* [What the exercise asks]: Pull out the lines of the material below, starting at the line containing "Data-validation step: confirm the mountain peak" and ending at the line containing "[0,118,90,158]", and reproduce them word for word, with both end lines included.

* [Exercise data]:
______________________________
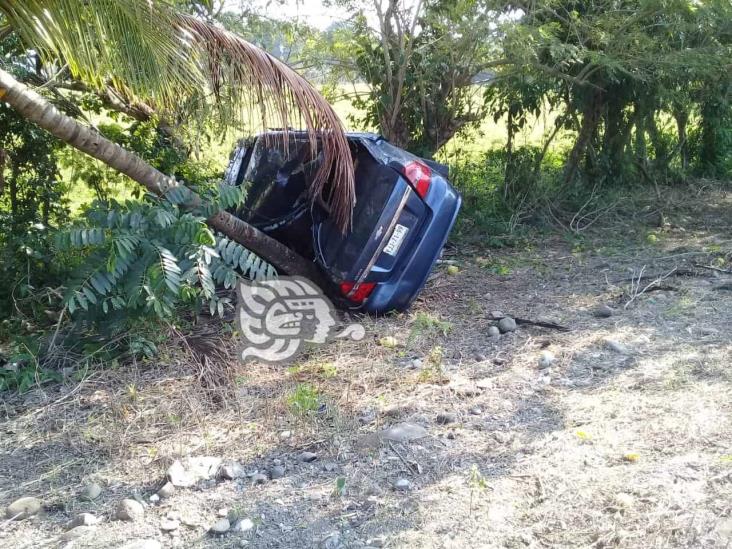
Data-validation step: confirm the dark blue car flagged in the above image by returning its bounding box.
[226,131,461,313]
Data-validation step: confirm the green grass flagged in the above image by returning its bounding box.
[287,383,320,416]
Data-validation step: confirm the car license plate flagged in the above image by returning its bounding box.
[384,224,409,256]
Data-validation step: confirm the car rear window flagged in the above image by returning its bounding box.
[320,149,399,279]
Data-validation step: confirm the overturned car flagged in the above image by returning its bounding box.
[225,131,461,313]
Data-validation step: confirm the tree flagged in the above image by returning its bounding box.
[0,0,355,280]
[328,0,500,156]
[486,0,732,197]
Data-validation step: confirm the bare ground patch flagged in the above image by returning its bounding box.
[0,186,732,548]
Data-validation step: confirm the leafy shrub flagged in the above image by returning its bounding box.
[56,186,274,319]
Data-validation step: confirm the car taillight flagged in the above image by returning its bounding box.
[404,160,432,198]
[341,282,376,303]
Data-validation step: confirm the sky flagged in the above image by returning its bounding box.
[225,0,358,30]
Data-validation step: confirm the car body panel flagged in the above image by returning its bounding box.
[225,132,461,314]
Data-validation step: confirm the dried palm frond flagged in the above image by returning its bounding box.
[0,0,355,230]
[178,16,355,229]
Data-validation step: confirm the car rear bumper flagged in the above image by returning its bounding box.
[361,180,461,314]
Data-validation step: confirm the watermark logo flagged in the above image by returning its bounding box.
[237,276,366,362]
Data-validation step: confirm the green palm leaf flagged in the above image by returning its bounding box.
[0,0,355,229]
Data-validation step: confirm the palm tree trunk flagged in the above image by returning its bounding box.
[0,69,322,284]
______________________________
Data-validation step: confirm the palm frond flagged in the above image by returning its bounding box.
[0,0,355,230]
______________________________
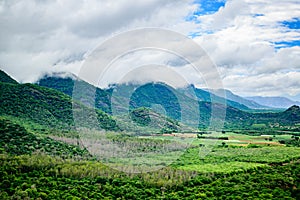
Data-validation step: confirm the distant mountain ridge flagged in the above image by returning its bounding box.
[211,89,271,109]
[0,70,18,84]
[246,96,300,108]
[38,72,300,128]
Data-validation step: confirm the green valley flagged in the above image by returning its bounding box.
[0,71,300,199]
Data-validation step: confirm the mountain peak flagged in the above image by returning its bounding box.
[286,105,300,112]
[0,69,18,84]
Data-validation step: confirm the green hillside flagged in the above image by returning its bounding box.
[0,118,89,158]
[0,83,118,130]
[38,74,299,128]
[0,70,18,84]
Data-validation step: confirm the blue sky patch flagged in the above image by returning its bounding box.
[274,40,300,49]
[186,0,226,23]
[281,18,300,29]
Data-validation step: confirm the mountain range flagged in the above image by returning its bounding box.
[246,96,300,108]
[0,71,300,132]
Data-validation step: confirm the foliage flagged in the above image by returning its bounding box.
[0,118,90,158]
______________________________
* [Full solution]:
Data-validation step: confirm the mountain peak flagged in the above image by returning its bounding box.
[286,105,300,112]
[0,69,18,84]
Data-validation step: confirm the green hillside flagged in the above image by returning its bounding box.
[0,118,89,158]
[0,83,118,130]
[38,74,299,128]
[0,70,18,84]
Data-validation step: confirm the blue sky patch flagged in the above image by returning its bounding box.
[274,40,300,49]
[186,0,226,23]
[281,18,300,29]
Data-validation step: confirm the mountain range flagged in the above image by returning its bounding box.
[246,96,300,108]
[0,71,300,132]
Data-validation step: confirm the foliage flagged in the above image by returning its bounding box.
[0,118,90,158]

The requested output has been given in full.